*Trecho do documento*:
::::

Zona abandonada próxima a Chernobyl

Qualificado pela Academia Sueca, responsável pela escolha do Nobel, como uma “obra polifônica, memorial do sofrimento e da coragem em nossa época”, Vozes de Tchernóbil é o mais elogiado livro da autora, realizado a partir de uma pesquisa de 10 anos na qual conversou com mais de 500 entrevistados. No extenso rol de fontes de Svetlana, figuram políticos, médicos e físicos, mas são os relatos de quem vivenciou de perto o desastre radioativo que constituem o cerne do trabalho. Entre eles, estão bombeiros, camponeses e liquidadores (civis e militares encarregados da limpeza da área), bem como seus familiares.

::::

*Dados de entrada*:
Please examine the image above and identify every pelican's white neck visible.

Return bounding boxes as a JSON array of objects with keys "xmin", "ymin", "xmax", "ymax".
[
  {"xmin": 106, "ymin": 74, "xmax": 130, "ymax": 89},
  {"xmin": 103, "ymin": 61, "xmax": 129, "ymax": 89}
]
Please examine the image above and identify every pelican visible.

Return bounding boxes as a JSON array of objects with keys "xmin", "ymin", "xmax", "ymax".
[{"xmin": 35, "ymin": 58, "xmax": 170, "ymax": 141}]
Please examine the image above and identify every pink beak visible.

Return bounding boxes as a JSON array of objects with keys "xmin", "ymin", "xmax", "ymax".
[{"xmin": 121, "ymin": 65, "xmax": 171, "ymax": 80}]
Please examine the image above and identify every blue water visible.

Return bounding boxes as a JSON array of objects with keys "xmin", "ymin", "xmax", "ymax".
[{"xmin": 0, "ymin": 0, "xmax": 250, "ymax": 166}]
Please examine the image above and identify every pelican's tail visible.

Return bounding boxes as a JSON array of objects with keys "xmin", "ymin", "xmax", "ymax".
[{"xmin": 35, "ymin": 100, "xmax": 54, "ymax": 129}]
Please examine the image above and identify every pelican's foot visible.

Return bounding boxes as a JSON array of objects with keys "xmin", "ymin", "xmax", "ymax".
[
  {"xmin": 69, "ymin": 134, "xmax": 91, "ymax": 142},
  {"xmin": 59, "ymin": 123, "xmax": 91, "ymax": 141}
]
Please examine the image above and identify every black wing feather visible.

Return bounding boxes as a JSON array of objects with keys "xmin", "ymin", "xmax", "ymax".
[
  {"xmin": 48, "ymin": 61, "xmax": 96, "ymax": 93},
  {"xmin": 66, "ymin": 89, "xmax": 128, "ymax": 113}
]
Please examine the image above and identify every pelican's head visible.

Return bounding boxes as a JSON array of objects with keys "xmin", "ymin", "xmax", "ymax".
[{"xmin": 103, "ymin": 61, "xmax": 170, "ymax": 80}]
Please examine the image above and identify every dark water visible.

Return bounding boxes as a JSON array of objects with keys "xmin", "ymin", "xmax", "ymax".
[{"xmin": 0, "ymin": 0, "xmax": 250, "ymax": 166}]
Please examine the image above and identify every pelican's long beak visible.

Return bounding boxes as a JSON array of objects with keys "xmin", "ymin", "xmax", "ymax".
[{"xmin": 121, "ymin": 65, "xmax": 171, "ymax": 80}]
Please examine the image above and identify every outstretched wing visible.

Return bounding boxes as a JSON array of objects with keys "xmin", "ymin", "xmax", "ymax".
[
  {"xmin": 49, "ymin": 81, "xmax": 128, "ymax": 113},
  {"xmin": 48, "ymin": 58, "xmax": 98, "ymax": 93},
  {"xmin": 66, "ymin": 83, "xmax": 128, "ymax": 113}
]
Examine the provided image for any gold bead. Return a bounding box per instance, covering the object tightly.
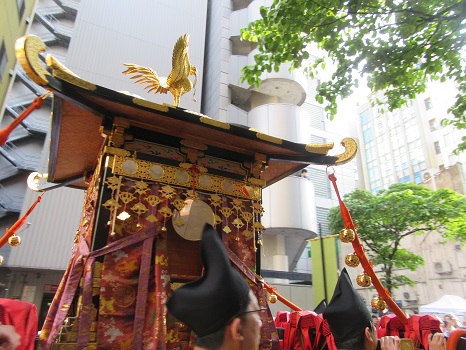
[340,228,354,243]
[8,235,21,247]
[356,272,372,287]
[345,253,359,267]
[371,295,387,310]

::::

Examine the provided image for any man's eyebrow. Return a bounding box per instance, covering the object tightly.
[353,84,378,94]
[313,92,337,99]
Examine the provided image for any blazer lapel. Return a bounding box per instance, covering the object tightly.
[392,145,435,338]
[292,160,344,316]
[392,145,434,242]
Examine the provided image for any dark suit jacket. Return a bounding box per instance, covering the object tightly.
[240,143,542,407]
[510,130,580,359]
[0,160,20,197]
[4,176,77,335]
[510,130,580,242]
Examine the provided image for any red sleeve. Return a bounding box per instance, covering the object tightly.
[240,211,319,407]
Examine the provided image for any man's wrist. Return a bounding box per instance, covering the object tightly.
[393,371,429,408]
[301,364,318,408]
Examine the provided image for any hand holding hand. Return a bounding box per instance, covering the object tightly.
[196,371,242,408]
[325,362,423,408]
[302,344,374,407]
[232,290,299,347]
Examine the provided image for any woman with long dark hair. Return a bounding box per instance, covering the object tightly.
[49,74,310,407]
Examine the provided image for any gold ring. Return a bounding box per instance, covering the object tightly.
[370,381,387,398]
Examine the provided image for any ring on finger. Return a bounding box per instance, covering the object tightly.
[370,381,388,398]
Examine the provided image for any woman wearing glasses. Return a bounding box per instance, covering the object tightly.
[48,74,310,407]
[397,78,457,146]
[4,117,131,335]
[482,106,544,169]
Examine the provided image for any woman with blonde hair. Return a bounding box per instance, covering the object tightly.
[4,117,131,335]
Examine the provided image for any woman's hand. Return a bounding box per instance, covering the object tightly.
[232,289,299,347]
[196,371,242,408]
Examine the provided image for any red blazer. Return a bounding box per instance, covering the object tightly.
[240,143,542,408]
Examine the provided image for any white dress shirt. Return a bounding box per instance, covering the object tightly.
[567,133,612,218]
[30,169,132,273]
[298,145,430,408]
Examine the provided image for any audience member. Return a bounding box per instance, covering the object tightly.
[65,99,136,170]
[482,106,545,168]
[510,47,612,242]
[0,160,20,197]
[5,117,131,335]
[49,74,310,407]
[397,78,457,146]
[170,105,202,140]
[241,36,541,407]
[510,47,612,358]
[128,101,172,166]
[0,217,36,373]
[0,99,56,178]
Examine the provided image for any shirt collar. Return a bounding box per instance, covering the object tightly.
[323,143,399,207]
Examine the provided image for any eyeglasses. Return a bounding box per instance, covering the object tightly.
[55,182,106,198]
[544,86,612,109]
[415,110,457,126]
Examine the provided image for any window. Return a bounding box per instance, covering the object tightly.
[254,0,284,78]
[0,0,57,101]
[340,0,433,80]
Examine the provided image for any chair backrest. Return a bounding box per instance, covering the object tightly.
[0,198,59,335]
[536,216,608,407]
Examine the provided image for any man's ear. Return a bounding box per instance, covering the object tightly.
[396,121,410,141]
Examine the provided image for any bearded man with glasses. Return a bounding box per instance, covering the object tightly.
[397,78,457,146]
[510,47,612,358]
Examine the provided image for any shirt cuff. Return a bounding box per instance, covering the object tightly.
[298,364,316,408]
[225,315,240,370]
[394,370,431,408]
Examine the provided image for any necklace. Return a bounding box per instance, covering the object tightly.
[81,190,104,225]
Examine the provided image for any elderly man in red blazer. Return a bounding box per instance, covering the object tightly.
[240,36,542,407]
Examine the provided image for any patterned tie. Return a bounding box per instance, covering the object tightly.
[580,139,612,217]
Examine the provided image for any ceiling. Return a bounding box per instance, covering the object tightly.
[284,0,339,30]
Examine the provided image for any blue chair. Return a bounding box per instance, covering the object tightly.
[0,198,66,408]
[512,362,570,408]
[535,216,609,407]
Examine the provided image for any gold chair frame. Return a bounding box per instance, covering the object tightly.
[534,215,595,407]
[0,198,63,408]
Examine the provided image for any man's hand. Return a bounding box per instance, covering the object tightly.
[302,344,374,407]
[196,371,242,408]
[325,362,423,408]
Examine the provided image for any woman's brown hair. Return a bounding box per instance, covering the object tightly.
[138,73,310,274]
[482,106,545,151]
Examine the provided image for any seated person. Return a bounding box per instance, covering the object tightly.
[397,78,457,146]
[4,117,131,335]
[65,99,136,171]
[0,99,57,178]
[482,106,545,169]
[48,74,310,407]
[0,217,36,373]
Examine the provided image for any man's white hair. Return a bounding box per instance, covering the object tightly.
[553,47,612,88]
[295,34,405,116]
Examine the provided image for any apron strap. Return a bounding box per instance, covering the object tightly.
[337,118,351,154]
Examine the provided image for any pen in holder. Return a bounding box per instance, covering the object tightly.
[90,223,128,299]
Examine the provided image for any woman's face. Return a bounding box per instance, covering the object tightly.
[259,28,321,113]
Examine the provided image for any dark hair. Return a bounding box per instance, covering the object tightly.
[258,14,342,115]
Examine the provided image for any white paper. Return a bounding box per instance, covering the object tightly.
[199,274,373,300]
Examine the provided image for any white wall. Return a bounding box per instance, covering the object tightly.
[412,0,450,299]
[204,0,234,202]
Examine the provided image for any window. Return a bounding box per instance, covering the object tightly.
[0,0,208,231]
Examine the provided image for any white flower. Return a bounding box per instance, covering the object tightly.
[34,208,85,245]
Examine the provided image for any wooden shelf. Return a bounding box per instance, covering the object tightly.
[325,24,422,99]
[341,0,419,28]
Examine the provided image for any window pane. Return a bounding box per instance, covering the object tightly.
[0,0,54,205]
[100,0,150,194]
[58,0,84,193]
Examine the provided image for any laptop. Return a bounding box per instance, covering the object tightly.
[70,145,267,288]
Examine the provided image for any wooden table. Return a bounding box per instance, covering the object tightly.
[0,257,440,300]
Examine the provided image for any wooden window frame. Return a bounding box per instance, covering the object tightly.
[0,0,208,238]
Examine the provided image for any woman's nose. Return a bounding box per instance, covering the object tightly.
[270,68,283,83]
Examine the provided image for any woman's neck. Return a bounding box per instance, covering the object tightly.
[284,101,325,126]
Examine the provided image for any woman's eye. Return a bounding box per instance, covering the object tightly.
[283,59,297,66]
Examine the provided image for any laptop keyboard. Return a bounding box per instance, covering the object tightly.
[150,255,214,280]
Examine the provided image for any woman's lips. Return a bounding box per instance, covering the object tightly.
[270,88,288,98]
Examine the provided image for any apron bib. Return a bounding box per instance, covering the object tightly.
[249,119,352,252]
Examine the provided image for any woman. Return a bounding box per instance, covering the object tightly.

::::

*Tarefas do exercício*:
a) Segundo o trecho sobre Vozes de Tchernóbil, por que os liquidadores estão entre as fontes centrais do livro? Responda em uma a três frases.
b) De acordo com o trecho sobre Vozes de Tchernóbil, quantos anos durou a pesquisa que deu origem ao livro?

*Respostas do exercício*:
a) Os relatos de quem vivenciou de perto o desastre radioativo constituem o cerne do trabalho. Os liquidadores, civis e militares encarregados da limpeza da área, estão entre essas pessoas.

b) A pesquisa durou 10 anos.